▶ Work instructions
Edit the material from the line containing "instances of golden" through the end, inclusive, changing "bokeh spot" to "light spot" and leaving everything else unchanged.

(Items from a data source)
___
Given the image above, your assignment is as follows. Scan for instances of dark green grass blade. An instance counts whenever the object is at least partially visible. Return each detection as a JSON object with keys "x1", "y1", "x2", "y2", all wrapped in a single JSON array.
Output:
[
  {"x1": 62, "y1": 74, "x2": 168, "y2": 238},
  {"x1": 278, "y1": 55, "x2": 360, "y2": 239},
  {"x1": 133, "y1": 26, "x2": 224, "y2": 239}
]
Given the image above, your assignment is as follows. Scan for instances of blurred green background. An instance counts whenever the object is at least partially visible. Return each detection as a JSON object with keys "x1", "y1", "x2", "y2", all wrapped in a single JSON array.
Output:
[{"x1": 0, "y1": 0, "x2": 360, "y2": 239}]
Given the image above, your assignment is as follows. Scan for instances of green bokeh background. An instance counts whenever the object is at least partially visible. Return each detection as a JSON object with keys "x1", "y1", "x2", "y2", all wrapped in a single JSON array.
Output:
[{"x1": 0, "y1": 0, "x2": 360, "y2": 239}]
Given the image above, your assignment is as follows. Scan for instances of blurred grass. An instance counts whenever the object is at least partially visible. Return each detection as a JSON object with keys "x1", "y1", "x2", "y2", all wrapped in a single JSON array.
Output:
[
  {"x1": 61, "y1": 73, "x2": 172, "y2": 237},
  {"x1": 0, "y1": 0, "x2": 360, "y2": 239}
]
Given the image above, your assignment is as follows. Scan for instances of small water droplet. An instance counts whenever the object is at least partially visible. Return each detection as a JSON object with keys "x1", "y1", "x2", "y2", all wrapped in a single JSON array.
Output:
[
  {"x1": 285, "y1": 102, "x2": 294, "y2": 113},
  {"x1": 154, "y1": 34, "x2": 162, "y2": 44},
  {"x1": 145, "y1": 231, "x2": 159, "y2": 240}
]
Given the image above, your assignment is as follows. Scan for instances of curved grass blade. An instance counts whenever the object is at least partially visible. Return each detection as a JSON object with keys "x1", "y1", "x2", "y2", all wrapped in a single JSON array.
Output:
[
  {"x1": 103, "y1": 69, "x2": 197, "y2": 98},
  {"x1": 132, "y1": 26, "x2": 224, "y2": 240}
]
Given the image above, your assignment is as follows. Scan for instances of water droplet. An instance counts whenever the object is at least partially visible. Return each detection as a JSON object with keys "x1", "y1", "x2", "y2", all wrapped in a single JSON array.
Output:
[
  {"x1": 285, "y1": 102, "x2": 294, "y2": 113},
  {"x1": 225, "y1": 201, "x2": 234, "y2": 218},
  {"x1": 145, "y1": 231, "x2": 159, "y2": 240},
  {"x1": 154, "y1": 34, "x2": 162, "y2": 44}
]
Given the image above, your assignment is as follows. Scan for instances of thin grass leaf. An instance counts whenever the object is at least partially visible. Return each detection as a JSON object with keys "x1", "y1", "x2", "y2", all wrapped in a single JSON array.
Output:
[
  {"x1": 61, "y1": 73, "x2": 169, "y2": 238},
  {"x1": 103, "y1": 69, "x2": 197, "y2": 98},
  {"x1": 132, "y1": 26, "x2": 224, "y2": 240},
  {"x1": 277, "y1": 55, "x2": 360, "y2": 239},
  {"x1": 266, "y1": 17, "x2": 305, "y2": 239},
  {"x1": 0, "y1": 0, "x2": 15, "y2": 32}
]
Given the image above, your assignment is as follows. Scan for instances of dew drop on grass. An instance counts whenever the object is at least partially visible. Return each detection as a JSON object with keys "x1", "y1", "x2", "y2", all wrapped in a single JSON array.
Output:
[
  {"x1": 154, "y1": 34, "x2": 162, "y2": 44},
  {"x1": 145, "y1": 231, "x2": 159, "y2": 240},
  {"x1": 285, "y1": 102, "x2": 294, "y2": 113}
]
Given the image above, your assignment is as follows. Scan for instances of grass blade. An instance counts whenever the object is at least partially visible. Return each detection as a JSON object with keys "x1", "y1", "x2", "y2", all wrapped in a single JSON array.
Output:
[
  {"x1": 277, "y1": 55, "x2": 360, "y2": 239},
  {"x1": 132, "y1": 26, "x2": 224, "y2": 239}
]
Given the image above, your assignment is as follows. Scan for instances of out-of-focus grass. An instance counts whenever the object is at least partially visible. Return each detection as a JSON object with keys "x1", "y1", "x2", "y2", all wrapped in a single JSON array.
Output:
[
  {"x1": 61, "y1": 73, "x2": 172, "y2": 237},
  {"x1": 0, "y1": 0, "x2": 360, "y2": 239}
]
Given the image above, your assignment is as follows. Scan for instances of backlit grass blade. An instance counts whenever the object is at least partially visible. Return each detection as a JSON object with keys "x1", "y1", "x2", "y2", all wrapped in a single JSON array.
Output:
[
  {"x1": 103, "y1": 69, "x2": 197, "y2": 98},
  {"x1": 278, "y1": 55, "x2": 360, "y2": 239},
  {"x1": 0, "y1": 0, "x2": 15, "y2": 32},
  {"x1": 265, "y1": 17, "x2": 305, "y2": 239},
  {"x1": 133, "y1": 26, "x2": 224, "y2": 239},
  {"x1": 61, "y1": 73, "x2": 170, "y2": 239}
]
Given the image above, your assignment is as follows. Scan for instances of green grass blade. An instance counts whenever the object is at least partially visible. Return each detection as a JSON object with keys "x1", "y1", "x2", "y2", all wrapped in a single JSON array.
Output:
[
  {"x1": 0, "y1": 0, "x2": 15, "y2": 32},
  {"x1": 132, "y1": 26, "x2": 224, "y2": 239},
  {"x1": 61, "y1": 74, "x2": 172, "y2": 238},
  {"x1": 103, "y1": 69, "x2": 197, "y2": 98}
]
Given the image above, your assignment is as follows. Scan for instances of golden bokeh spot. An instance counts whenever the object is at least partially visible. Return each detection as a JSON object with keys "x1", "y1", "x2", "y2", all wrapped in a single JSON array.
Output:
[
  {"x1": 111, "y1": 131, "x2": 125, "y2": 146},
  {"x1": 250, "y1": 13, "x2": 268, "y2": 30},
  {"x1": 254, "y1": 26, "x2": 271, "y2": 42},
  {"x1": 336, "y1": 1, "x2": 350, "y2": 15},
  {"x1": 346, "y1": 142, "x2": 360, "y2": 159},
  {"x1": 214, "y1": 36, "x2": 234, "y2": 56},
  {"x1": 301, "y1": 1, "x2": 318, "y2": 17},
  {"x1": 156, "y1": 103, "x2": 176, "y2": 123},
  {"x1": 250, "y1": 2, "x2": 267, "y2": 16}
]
___
▶ The response
Given the image above, your assignment is as follows. Scan for instances of golden light spot. An instance counts whenever the object is at least partially visible. Return each detection as a JSON object with keys "x1", "y1", "x2", "y2", all wrapped in a single JSON array.
Output:
[
  {"x1": 111, "y1": 131, "x2": 125, "y2": 146},
  {"x1": 250, "y1": 13, "x2": 268, "y2": 30},
  {"x1": 254, "y1": 26, "x2": 271, "y2": 42},
  {"x1": 336, "y1": 1, "x2": 350, "y2": 15},
  {"x1": 346, "y1": 142, "x2": 360, "y2": 159},
  {"x1": 214, "y1": 36, "x2": 234, "y2": 56},
  {"x1": 301, "y1": 1, "x2": 318, "y2": 17},
  {"x1": 156, "y1": 103, "x2": 176, "y2": 123},
  {"x1": 250, "y1": 2, "x2": 267, "y2": 16}
]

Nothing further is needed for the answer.